* _Directions for this task_: Every record must be repeated precisely as it stands.

* _Data for review_:
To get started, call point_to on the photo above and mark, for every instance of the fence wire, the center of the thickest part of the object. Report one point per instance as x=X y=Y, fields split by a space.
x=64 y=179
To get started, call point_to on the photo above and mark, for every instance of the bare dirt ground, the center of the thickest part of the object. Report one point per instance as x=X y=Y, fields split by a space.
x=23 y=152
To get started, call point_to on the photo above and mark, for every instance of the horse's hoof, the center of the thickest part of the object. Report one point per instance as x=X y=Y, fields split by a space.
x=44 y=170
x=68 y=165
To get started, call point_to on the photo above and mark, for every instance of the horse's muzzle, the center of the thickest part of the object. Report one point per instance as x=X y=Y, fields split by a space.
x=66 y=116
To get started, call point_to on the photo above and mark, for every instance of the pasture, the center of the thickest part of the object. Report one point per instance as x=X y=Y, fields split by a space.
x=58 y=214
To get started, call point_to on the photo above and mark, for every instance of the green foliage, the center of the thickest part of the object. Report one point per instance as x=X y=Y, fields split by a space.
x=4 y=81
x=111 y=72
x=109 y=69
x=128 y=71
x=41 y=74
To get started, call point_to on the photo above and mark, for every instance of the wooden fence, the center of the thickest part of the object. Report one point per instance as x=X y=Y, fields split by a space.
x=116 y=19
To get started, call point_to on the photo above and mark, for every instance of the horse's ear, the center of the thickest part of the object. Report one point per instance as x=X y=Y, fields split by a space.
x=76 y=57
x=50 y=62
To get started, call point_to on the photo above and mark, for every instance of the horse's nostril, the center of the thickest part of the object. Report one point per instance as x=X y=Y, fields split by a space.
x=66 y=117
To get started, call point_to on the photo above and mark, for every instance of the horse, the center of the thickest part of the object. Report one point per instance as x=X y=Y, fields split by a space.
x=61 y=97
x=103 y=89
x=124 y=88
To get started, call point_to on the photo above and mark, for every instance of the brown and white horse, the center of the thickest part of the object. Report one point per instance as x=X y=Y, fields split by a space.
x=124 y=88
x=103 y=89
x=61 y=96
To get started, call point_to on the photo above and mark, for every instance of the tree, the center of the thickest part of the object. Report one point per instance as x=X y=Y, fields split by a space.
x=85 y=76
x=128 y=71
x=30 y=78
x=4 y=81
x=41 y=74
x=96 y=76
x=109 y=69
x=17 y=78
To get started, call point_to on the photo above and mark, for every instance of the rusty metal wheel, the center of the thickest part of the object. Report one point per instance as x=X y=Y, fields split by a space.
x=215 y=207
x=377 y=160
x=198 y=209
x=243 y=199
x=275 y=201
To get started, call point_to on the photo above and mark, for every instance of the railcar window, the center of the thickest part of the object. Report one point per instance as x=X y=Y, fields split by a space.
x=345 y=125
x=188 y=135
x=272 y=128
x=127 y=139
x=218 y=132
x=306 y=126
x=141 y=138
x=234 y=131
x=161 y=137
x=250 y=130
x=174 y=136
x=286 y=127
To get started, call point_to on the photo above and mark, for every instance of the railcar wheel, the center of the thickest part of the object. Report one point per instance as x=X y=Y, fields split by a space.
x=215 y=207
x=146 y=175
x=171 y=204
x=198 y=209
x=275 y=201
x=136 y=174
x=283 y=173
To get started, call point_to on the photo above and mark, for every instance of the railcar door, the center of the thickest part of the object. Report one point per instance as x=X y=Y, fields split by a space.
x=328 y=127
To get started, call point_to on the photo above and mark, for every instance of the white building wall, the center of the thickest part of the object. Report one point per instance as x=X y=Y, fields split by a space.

* _Answer section_:
To get started, call point_to on the photo above and mark, for every instance of the fence wire, the center of the thickest part of the object. Report one point per instance as x=X y=Y, fields split by a space.
x=64 y=179
To get started, call point_to on the photo above and mark, for every instance of the bare dirt ground, the center of the thickest part of the object. Report one point per instance as x=X y=Y, fields split by a space.
x=23 y=152
To get started, call point_to on the photo above and mark, for every instance of the horse's hoof, the center of the thickest part of the object. Report one point per instance as x=X y=Y, fields split by a space.
x=44 y=170
x=68 y=165
To get started, call point_to on the photo above and mark, for every instance of the horse's muzzle, the center of the thickest part of the object. Report one point per instance as x=X y=Y, fields split by a space.
x=66 y=116
To get started, call point_to on the photo above and mark, for every instance of the pasture, the center of the thickest part of the object. Report one point per instance as x=X y=Y, fields split by a space.
x=58 y=214
To get started, call point_to on the photo above and mark, for every instance of the green foliage, the center of the thickest part of the object. Report one point per instance as x=X y=Y, fields split by a space.
x=4 y=81
x=111 y=72
x=109 y=69
x=128 y=71
x=41 y=74
To get started, call point_to on the photo above and mark, for every instance of the wooden fence, the center of the thickest part of the object. Report one point per instance as x=X y=Y, fields split by a space.
x=116 y=19
To get started, call point_to on the photo above and mark, for every instance of the horse's ear, the center of the thickest part of the object. Report one point per instance as x=X y=Y, fields split by a space.
x=76 y=57
x=50 y=62
To get started, call point_to on the photo above and mark, for every instance of the horse's nostril, the center of the thickest part of the object. Report one point per instance as x=X y=Y, fields split by a space.
x=66 y=117
To get started, call point_to on the photo above and mark, for every instance of the horse, the center of the thickest part of the object. Report one point per instance as x=X y=Y, fields split by a space.
x=61 y=97
x=103 y=89
x=124 y=88
To get started, call point_to on the photo above and mark, for every instance of the brown and white horse, the center of the thickest part of the object. Report one point per instance as x=X y=Y, fields split by a space.
x=124 y=88
x=103 y=89
x=61 y=96
To get started, call point_to on the photo above and mark, for every instance of the tree, the center of the thickest part of the object. Report one point per instance as x=X y=Y, fields split by a space.
x=85 y=76
x=128 y=71
x=30 y=78
x=4 y=81
x=41 y=74
x=96 y=76
x=109 y=69
x=17 y=78
To get started, call point_to on the photo above and mark, for every instance of the rusty metal wheel, the center of the thickest part of the object. Report one point per instance as x=X y=Y, fields split by a space.
x=215 y=207
x=377 y=160
x=198 y=209
x=243 y=199
x=275 y=201
To get started, call point_to on the photo above and mark, for every instance of the railcar window, the center of the thickest part of the object. Report one point per instance as x=X y=Y, fields split by a space.
x=345 y=125
x=188 y=135
x=272 y=128
x=127 y=139
x=218 y=132
x=306 y=126
x=141 y=138
x=234 y=131
x=161 y=137
x=250 y=130
x=174 y=136
x=286 y=127
To get started, call point_to on the photo above and mark, for every instance of the railcar wheel, the center of the thickest part of the object. Report one point per instance as x=X y=Y, fields split by a space.
x=215 y=207
x=146 y=175
x=171 y=204
x=198 y=209
x=275 y=201
x=136 y=174
x=283 y=173
To get started, call point_to on the photo above and mark, for every instance of the railcar door, the center of the thickest part of the object. Report one point per instance as x=X y=Y, fields split by a space.
x=328 y=127
To get started, call point_to on the photo above and mark, for every instance of the white building wall, the center of the thickest part of the object. Report one point per instance as x=X y=Y, fields split by a space.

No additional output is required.